*** Block opens ***

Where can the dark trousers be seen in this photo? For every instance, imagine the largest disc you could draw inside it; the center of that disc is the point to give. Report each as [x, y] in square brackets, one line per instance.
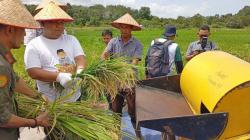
[117, 104]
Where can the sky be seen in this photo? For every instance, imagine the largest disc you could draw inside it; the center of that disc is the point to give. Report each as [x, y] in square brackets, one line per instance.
[169, 8]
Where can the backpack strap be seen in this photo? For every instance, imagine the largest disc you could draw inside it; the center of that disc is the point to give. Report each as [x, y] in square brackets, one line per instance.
[211, 45]
[165, 57]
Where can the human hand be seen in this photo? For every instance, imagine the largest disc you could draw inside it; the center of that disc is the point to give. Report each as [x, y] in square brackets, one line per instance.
[79, 71]
[64, 78]
[43, 119]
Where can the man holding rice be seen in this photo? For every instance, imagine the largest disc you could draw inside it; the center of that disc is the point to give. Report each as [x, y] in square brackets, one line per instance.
[54, 56]
[14, 18]
[129, 47]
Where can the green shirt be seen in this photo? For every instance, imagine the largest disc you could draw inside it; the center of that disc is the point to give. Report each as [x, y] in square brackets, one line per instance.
[7, 104]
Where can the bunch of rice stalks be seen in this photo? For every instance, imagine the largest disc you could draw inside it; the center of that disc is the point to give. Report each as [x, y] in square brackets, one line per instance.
[102, 77]
[73, 121]
[107, 77]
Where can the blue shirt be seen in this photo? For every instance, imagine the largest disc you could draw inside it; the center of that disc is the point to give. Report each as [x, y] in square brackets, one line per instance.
[195, 46]
[131, 50]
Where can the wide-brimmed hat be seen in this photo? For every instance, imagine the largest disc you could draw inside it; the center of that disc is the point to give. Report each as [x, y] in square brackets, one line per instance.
[170, 30]
[52, 12]
[128, 20]
[14, 13]
[46, 2]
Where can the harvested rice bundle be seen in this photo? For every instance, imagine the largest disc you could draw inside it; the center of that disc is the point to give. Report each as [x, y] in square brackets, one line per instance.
[78, 120]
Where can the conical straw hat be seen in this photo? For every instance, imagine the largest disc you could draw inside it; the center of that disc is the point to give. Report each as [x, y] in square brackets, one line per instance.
[126, 19]
[46, 2]
[13, 12]
[52, 12]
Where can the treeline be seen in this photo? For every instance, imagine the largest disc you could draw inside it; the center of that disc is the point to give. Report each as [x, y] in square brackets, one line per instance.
[98, 15]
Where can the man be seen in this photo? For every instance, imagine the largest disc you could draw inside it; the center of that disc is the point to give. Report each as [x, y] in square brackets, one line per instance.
[125, 46]
[202, 45]
[164, 55]
[43, 57]
[14, 18]
[107, 36]
[33, 33]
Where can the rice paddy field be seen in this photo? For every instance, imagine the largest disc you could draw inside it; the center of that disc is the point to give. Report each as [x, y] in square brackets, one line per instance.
[233, 41]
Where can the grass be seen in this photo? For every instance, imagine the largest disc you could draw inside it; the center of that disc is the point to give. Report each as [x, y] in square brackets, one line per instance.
[233, 41]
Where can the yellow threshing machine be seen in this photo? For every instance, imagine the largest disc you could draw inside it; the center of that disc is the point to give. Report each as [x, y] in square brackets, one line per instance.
[210, 100]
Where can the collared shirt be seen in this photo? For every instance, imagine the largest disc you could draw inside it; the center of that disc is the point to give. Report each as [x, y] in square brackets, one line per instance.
[196, 46]
[132, 49]
[174, 55]
[7, 104]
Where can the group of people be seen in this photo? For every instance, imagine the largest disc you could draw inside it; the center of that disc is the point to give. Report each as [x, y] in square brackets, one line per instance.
[53, 56]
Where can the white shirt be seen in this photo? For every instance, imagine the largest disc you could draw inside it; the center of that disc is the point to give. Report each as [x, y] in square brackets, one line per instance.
[172, 51]
[42, 53]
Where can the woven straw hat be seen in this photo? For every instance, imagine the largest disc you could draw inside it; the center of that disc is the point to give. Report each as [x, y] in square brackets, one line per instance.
[126, 19]
[13, 13]
[46, 2]
[52, 12]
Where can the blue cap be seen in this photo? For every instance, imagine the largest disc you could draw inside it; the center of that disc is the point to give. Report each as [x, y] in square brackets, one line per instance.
[170, 30]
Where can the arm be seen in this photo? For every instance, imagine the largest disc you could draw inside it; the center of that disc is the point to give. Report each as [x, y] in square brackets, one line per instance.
[190, 53]
[81, 62]
[138, 53]
[106, 53]
[178, 60]
[22, 87]
[42, 75]
[9, 120]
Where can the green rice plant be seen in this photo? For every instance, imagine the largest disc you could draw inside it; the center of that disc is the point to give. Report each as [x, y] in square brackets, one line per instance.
[107, 77]
[102, 77]
[73, 121]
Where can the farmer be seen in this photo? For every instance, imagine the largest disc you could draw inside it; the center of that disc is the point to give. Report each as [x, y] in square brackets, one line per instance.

*** Block closes ***

> _PROBLEM STATEMENT_
Your response must reproduce the listing above word for word and must contain none of its pictures.

> _OUTPUT FOR THIS EXERCISE_
Where can the dark trousers be seen in this photo? For every instance, imagine the largest disc you could draw inside it; the center of that disc is the point to give. Report each as [x, y] in square brackets, one line per instance.
[117, 104]
Where can the sky be seen in this photo? For every instance, imagine the largest disc you could draw inside it; the center of that disc is the point to give. Report each as [x, y] in square brackets, one line per instance.
[169, 8]
Where can the backpack strap be seen in this photo? For every instance, imagine the largest disc you could draw inside it; the center of that disc is the point to give. Report each as [x, y] in square brackets, one line per instance.
[211, 45]
[165, 57]
Where can the human hand be seen in this photo? For every instance, imagine the largest disc you could draw inside it; the center of that disc is the point to give. Report each as [x, y] in square brackets, one line per instance.
[79, 71]
[64, 78]
[43, 119]
Where can the man holding rice be seen in this photo? For every instance, imagine the largest disc you could draw inside it; the center of that disc is the point to give. Report each as [x, y] in square brackets, one line per instance.
[54, 56]
[14, 18]
[129, 47]
Where can the green shirt be seen in this photo? For every instance, imagine the largest disc you could draw inside it; the center of that disc is the point to give. Report each as [x, y] in square brackets, one line per instance.
[7, 104]
Where can the bunch of rice stalks be seen in this photo? For every instance, imagine the largest disc you could draw inside it; the center of that disc is the point to give. Report each as [x, y] in square brackets, one line per instance.
[102, 77]
[73, 121]
[107, 77]
Where can the blue shirt be seen in this photo? For every instance, imagine the largest disc you could draw inside it; the center of that disc is the point to give. Report each as [x, y] in square brackets, one line per instance.
[195, 46]
[131, 50]
Where can the wide-brimmed hat be seen in this photo? For every instance, imagine the largest disc you could draw inside it; the center of that disc is the point to give. Report each as [x, y] in square brackets, one line per instance.
[170, 30]
[52, 12]
[128, 20]
[14, 13]
[46, 2]
Where can the harvested rice bundle be seen in this photo? For every instance, imagine the largest disc you could draw inside it; the center of that disc is the point to give. Report each as [x, y] in square brackets, one line per instance.
[78, 120]
Where can the conical straw hat be seen in this photo? For every instance, imagine the largest disc you could draw inside it; the center of that disc is the point to give. Report each as [x, y] in square brackets, one line per instance.
[126, 19]
[46, 2]
[13, 12]
[52, 12]
Where can the treeline be seen in this photo? For every instance, imagine the largest disc you could draw inside it; the center of that disc is the point to give. Report each as [x, y] in square brackets, one line per instance.
[98, 15]
Where can the man be seen in this photo? For every instance, imagine the largest disc you could draw inside it; the center of that disc is the point to give. Report each as [x, y] in square brackets, one line per instance.
[125, 46]
[202, 45]
[164, 55]
[43, 57]
[14, 18]
[107, 36]
[33, 33]
Where can the rice paddy field be seen in this photo? For every instance, imagine the largest disc you could draw inside it; the center of that disc is the point to give. Report each as [x, y] in square brackets, one line per instance.
[233, 41]
Where can the grass be seen in this photo? For every instance, imagine the largest disc you could draw inside it; the center of that disc is the point to give. Report each as [x, y] in square brackets, one line per instance.
[233, 41]
Where can the yellow threshing machine be seen in this photo? For every instance, imagine the largest disc you could draw inside it; the center of that disc is the point to give. Report each as [x, y] in square brackets, one line per instance.
[210, 100]
Where can the collared shirt be seen in this photo? For every instance, imagine the largest disc you could draw inside it; the center of that disc is the point to give. Report each as [x, y] in square brackets, one line per instance.
[196, 46]
[132, 49]
[174, 55]
[7, 104]
Where can the group of people be seen in this photo? For every instance, imagine the largest disc you could draw inside it; the center of that disc is the point to give. Report each as [x, y] in square brackets, one line per instance.
[53, 56]
Where can the white shirt be seen in this photo? For every instance, imagine the largest disc you could draw inside it; the center of that disc is the point to give. Report each as [x, y] in square brackets, one line per instance.
[172, 51]
[42, 53]
Where can the woven straw hat be seen in this photo? For every instance, imagine the largest disc you could draw inside it; the center of that disc is the point to give. Report each as [x, y] in square brackets, one line per instance.
[126, 19]
[13, 13]
[46, 2]
[52, 12]
Where can the blue cap be seen in this photo? For every instance, imagine the largest disc you could draw inside it; the center of that disc is the point to give. Report each as [x, y] in square brackets, one line per instance.
[170, 30]
Where can the arm be seen in this photo? For every instance, imagine the largest disc you could draw inside it; the center of that disc is the point to give. Report each as [x, y] in square brackets, one line per instance.
[190, 53]
[81, 62]
[138, 53]
[106, 53]
[178, 60]
[22, 87]
[42, 75]
[9, 120]
Where can the green rice plant be seen in this photo? For every instance, imagine the largest disc you could draw inside it; the center of that disc is the point to give. Report each as [x, y] in square brackets, one line per instance.
[107, 77]
[102, 77]
[73, 121]
Where can the farmer be seen in this photo? For every instance, imagine the largest disc you could draw inside it; the center of that disc is the point to give. Report each as [x, y] in square brackets, one line per instance.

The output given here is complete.